Document segment:
----------------
The models proposed by research organizations, start-ups and private companies can be distributed to calculation centres or more broadly to single users with adequate calculation capacity in order to undergo the necessary training techniques that can improve their efficiency. Technically speaking however, the models can be operated without the user gaining information about the model itself. In this way the technology cannot be taken or copied or used without explicit authorization from its owner, safeguarding economic investment and technological knowledge.

Payment for participation

The technological solution proposed by OpenMined allows the implementation of a reliable payment system that can allow the users to receive payment for having participated, collaborated with their data and calculations to system learning and therefore to its general and wholistic improvement. The payment can be based upon the level of improvement that their involvement leads to and is decided in a transparent and fair way.

Furthermore, the relationships between the various parties involved does not require regulation through adherence to or drawing up of legal agreements. The architecture of the solution proposed is firmly based upon technology that having blockchain-based components inherits many of its characteristics. The concept of trust between participants does not therefore require trust in itself, but is expressed as collections of restrictions whose following must be algorithmically verifiable and checked.

Politics of control: the “Oracle”
----------------
Data under study:
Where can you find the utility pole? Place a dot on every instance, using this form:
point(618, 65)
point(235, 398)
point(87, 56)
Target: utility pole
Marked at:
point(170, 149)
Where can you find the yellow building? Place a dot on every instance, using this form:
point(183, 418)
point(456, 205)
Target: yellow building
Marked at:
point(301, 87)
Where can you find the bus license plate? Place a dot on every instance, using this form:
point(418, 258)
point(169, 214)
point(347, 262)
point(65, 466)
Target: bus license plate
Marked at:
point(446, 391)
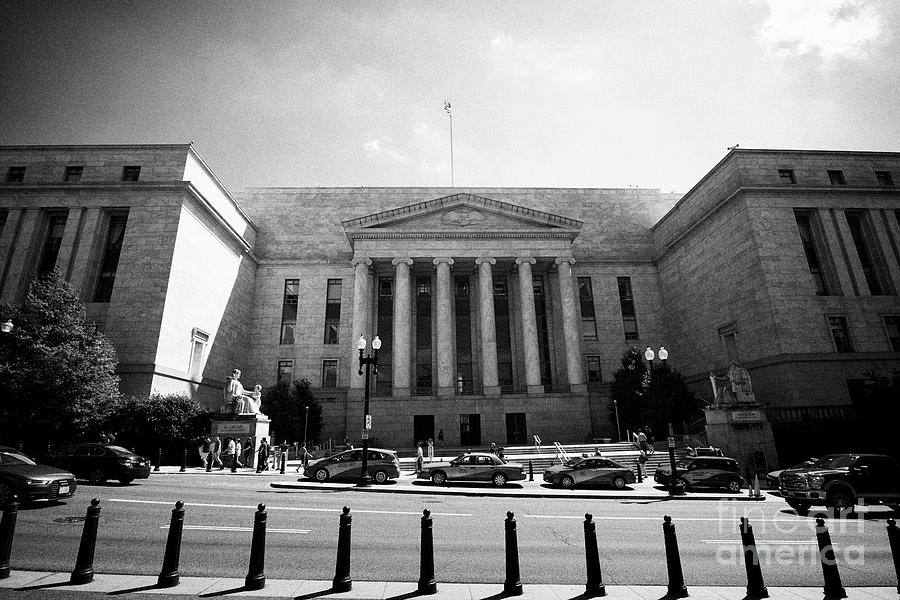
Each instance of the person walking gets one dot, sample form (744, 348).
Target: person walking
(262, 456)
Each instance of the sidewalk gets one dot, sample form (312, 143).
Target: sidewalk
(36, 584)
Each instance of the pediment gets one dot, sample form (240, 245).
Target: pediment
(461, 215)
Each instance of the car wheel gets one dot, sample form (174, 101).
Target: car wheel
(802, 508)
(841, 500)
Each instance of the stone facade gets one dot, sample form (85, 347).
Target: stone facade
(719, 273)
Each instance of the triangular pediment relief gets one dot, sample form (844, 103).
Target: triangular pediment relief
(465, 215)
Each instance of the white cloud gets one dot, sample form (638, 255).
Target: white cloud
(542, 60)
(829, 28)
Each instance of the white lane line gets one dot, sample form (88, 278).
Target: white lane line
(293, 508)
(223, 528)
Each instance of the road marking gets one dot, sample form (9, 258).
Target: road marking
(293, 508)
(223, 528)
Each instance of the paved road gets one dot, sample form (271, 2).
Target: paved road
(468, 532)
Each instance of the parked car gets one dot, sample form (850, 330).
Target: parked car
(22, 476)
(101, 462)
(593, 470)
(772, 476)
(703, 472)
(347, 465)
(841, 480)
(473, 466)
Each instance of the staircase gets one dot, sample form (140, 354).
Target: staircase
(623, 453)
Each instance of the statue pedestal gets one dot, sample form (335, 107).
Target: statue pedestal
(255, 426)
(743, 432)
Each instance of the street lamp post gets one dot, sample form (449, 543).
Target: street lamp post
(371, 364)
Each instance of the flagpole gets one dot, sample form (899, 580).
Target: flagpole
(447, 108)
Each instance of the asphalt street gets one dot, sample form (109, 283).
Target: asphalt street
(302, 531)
----------------
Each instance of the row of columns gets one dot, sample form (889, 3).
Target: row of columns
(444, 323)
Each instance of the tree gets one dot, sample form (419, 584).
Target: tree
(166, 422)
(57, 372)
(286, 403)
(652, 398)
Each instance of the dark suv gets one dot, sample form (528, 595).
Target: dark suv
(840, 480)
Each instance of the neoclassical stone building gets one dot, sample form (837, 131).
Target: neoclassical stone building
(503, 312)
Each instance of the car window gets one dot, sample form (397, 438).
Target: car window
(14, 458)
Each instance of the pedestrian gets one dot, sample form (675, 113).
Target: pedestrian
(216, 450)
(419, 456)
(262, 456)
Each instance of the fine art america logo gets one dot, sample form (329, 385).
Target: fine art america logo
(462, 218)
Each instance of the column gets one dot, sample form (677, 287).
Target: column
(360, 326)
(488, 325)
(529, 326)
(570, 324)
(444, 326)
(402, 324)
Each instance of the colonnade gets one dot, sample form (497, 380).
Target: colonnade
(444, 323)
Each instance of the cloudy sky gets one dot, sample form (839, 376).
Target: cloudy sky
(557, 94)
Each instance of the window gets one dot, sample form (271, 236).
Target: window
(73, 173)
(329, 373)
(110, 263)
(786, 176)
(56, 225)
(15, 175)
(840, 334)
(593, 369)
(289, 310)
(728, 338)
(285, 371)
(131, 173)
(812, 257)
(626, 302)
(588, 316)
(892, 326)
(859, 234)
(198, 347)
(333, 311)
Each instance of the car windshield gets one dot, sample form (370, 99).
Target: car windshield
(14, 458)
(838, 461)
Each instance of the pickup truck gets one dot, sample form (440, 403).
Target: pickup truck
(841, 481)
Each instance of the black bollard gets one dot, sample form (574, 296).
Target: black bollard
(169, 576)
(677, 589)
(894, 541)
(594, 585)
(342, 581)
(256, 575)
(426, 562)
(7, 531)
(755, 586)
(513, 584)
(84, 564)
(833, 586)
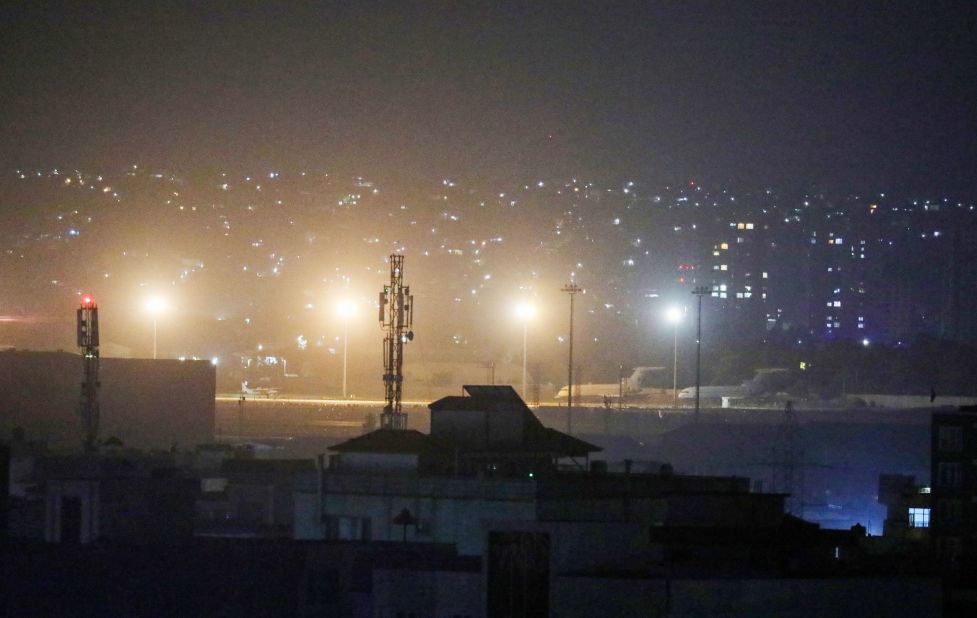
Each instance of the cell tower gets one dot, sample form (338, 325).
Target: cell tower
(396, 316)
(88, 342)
----------------
What to work on:
a: In the OpenMined text, what can the payment to participating users be based on?
b: Rewrite the part of the OpenMined text starting at "Furthermore, the relationships" and ending at "verifiable and checked.", with "legal agreements" replaced by "formal contracts".
c: Carry on the OpenMined text past its last line.

Written responses:
a: The level of improvement that their involvement leads to.

b:
Furthermore, the relationships between the various parties involved does not require regulation through adherence to or drawing up of formal contracts. The architecture of the solution proposed is firmly based upon technology that having blockchain-based components inherits many of its characteristics. The concept of trust between participants does not therefore require trust in itself, but is expressed as collections of restrictions whose following must be algorithmically verifiable and checked.

c:
The functionality of the entire architecture is based upon a logic/mathematical component that is defined or named the Oracle. This structure is responsible for the autonomous management of the correct distribution of the cryptographic keys necessary and uses a smart-contract to guarantee the maximum level of trust between all of the components of the solution. It is therefore possible to see it as the guarantor. The management of the technological infrastructure of the oracle is therefore the most sensitive element within the architecture, and at least for the time being the community that is developing OpenMined considers its development impossible to constrain. Having trust in it therefore becomes unavoidable; but we are obviously talking about relative trust, because it is visible through smart-contract.

The organization that will be entrusted with the management of the oracle can therefore be either public or private, having interest in taking the role of guarantor between all of the various components and users involved. This role could be held for example by a public entity that guarantees the processes of development of a model of AI within the medical field beginning with patient data, without this data having to be given by the patients to those carrying out the research. In other contexts, for example within the broad field of business analysis, the correct management of the oracle could be delegated to a third party and restricted to economic work that was directly proportional to the scope of the project and the sensitivity of the data treated.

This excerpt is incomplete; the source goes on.